begin

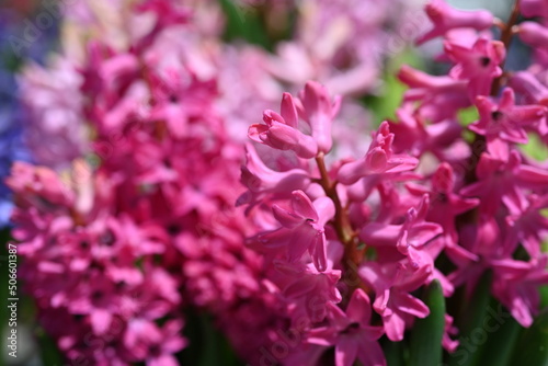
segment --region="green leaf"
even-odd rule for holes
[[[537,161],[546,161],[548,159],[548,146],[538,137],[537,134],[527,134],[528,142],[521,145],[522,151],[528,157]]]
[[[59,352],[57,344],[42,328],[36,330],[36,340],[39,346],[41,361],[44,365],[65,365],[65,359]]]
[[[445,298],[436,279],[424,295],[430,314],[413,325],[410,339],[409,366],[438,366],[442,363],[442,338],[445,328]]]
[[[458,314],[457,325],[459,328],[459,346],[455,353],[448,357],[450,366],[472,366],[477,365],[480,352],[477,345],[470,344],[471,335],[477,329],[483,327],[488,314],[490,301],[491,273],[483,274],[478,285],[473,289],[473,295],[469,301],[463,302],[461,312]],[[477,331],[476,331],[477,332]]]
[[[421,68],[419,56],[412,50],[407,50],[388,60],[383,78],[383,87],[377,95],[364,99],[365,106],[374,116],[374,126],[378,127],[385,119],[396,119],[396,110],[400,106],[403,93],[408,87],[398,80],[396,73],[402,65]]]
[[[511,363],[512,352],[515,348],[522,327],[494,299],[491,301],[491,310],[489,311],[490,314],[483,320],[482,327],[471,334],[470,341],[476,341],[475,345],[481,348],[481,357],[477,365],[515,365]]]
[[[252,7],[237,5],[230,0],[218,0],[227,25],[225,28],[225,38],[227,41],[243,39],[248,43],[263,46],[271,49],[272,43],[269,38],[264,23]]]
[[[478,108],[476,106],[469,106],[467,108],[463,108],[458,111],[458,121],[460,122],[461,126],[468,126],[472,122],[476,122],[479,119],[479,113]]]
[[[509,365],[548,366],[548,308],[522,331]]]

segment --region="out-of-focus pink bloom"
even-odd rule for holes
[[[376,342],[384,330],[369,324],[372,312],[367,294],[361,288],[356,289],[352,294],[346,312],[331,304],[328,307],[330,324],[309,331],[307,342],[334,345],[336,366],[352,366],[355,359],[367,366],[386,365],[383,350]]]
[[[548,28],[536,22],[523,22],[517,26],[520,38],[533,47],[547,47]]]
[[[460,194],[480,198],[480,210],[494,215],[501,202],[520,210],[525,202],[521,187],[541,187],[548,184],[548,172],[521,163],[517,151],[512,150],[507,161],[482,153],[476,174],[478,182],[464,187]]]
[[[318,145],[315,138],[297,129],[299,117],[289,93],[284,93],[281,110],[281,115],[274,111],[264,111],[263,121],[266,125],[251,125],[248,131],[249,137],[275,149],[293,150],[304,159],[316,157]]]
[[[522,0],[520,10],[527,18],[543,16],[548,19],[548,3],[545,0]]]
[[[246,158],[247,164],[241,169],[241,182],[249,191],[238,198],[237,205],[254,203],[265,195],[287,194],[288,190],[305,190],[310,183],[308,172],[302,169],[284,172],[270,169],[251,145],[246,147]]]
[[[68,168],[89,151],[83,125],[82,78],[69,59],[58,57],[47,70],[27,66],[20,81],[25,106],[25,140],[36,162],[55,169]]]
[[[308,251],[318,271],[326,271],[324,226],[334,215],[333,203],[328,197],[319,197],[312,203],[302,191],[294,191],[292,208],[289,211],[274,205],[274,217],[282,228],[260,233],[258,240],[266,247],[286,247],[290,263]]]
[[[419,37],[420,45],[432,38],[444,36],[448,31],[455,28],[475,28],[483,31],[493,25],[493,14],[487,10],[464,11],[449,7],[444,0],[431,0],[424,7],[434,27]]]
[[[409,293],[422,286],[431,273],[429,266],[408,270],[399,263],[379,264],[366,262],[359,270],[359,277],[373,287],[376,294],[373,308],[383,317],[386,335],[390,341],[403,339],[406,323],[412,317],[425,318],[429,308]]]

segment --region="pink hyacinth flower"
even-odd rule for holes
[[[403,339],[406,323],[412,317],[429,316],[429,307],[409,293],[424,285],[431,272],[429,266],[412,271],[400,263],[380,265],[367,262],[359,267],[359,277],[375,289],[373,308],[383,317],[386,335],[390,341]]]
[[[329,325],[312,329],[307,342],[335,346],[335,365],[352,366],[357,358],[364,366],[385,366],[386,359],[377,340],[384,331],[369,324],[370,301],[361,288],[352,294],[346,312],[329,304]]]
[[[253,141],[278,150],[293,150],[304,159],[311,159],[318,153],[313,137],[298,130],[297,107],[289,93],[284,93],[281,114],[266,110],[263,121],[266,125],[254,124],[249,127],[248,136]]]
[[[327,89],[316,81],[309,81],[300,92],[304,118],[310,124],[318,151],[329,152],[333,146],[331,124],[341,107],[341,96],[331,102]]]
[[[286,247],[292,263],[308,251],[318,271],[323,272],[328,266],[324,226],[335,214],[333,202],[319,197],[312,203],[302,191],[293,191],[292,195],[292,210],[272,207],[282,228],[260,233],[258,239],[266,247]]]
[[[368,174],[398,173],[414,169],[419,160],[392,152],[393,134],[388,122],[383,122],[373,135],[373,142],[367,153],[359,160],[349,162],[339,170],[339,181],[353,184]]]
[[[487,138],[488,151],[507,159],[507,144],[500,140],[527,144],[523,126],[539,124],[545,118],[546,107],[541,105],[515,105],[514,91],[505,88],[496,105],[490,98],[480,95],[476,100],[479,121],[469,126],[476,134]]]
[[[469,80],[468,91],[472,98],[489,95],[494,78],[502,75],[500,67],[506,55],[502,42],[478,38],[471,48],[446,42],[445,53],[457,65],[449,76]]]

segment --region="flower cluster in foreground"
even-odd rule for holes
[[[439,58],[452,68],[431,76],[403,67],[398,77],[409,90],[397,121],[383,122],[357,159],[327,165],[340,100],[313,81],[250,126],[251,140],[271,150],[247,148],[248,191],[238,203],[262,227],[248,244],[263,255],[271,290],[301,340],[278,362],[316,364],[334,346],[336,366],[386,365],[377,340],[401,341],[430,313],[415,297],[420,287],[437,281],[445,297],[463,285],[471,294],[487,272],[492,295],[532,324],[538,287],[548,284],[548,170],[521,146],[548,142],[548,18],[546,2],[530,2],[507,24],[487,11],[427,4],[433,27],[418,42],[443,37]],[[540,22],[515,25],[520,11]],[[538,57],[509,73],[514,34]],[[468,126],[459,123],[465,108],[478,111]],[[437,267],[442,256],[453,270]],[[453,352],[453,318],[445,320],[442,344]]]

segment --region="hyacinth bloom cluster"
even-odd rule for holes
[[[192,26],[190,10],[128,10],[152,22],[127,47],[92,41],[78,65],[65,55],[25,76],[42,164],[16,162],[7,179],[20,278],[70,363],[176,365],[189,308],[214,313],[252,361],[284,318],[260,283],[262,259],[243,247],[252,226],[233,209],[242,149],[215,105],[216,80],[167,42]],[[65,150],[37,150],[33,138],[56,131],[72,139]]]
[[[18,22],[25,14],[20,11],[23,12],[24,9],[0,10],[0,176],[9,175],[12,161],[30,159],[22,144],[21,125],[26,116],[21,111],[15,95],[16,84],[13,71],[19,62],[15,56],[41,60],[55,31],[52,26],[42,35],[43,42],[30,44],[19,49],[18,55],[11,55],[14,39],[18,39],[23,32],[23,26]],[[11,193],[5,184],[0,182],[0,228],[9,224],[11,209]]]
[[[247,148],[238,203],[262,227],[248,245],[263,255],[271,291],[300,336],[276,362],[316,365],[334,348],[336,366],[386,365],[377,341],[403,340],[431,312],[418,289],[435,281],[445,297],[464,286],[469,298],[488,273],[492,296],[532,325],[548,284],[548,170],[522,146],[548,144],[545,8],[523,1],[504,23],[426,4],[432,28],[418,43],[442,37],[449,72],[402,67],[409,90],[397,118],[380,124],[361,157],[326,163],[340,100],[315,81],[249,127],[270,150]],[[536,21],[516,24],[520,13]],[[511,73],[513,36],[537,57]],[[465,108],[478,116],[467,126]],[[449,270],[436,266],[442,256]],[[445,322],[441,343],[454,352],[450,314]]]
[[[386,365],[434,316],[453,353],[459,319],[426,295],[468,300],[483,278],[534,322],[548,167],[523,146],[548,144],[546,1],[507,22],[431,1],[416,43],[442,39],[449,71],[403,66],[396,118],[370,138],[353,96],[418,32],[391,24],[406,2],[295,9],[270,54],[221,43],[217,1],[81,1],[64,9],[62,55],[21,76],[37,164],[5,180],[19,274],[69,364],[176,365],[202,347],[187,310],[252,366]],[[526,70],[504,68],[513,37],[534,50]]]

end

Aim:
List every line in the material above that contains the word "hyacinth". Case counts.

Answer:
segment --region="pink hyacinth flower"
segment --region="hyacinth bloom cluster"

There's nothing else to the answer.